THE PROBLEM.
In the article on Zimbabwe's intervention in the Democratic Republic of Congo, which organization's annual report for 1998 criticizes that intervention?

TEXT PASSAGE.
- - - - - - -

DRC intervention and wisdom!


Zimbabwe’s intervention in the Democratic Republic of Congo, which continues to dog the country as it fails to get much needed balance of payments support from the International Monetary Fund, was not only questionable constitutionally but it was an abysmal lack of economic wisdom, so says the Catholic Commission for Justice and Peace in its annual report for 1998.

It says 1998 was not a good year for Zimbabwe in the fields of human rights and democracy. The year started badly with the brutal response of the Zimbabwe National Army to the food riots in January which resulted in several deaths, injuries and much litigation.

It also saw the land debacle which was used to undermine what little confidence remained in the economy while achieving nothing in the process of orderly and productive resettlement, the commission says.

- - - - - - -

MATERIAL SUPPLIED.

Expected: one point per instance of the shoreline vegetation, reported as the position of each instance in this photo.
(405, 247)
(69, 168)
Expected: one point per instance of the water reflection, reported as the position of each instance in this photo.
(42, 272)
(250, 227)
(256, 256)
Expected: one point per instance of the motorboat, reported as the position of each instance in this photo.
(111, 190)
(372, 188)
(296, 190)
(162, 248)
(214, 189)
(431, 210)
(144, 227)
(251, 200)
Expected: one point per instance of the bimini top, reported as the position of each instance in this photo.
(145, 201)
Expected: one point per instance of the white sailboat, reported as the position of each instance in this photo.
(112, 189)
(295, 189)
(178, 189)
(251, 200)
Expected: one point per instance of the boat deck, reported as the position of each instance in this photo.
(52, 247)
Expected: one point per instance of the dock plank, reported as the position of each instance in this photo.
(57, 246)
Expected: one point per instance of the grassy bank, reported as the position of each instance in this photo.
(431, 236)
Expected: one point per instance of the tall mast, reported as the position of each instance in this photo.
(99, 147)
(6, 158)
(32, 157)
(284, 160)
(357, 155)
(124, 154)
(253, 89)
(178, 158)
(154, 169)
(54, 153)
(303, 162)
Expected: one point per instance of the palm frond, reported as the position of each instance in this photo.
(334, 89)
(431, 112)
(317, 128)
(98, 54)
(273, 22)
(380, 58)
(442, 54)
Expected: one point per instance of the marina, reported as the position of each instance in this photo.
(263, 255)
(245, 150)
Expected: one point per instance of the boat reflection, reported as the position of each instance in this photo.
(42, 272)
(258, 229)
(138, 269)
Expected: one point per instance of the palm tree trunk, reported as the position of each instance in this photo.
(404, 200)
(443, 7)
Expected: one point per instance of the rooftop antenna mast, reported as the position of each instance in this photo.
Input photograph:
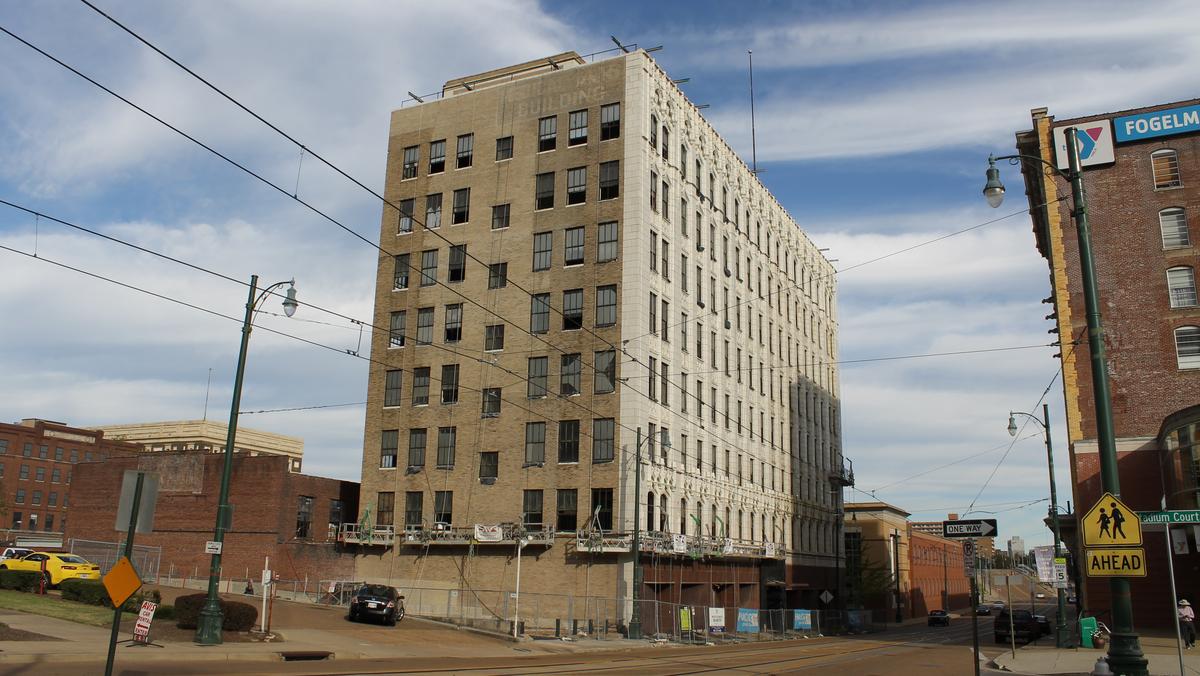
(754, 143)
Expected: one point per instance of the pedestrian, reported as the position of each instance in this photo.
(1187, 623)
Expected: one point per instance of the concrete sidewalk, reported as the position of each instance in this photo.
(1161, 653)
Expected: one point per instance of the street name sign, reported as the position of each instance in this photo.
(969, 528)
(1170, 516)
(1110, 522)
(1115, 562)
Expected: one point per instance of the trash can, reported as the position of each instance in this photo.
(1086, 628)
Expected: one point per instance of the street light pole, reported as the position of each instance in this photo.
(1125, 651)
(208, 627)
(1062, 636)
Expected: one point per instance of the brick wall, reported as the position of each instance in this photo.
(264, 496)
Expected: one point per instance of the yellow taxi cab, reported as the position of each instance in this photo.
(59, 566)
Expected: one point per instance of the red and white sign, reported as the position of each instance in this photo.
(142, 627)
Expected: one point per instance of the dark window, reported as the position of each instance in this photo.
(499, 216)
(531, 509)
(489, 465)
(466, 153)
(461, 205)
(412, 155)
(437, 156)
(539, 312)
(547, 133)
(577, 185)
(420, 386)
(577, 135)
(433, 211)
(450, 383)
(606, 305)
(504, 148)
(385, 508)
(413, 508)
(605, 369)
(399, 324)
(568, 441)
(454, 323)
(418, 438)
(543, 251)
(610, 179)
(606, 241)
(424, 325)
(610, 121)
(603, 430)
(491, 402)
(498, 275)
(544, 191)
(601, 506)
(573, 309)
(443, 507)
(447, 443)
(535, 443)
(406, 216)
(457, 270)
(304, 518)
(569, 375)
(389, 447)
(402, 268)
(430, 267)
(538, 375)
(493, 338)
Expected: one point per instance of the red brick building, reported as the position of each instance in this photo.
(1141, 173)
(939, 580)
(291, 518)
(37, 462)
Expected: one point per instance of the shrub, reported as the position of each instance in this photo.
(238, 616)
(19, 580)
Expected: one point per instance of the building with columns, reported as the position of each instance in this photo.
(595, 319)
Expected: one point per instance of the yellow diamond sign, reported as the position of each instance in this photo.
(121, 581)
(1109, 522)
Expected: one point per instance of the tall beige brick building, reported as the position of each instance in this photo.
(575, 262)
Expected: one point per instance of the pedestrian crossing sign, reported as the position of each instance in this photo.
(1110, 522)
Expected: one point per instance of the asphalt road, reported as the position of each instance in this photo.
(907, 650)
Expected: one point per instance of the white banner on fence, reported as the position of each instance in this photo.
(1044, 558)
(485, 533)
(717, 620)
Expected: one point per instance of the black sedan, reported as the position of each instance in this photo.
(378, 602)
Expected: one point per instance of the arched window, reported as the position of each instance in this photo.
(1187, 347)
(649, 512)
(1165, 165)
(1174, 223)
(1181, 286)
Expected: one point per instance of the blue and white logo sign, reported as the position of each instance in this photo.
(802, 620)
(748, 620)
(1095, 142)
(1159, 123)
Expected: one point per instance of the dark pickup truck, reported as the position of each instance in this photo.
(1024, 624)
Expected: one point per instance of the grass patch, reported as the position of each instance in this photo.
(54, 606)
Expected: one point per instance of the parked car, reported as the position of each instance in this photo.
(15, 552)
(59, 566)
(1024, 626)
(379, 602)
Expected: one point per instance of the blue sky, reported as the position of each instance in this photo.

- - - - - - -

TASK ANSWER.
The Catholic Commission for Justice and Peace.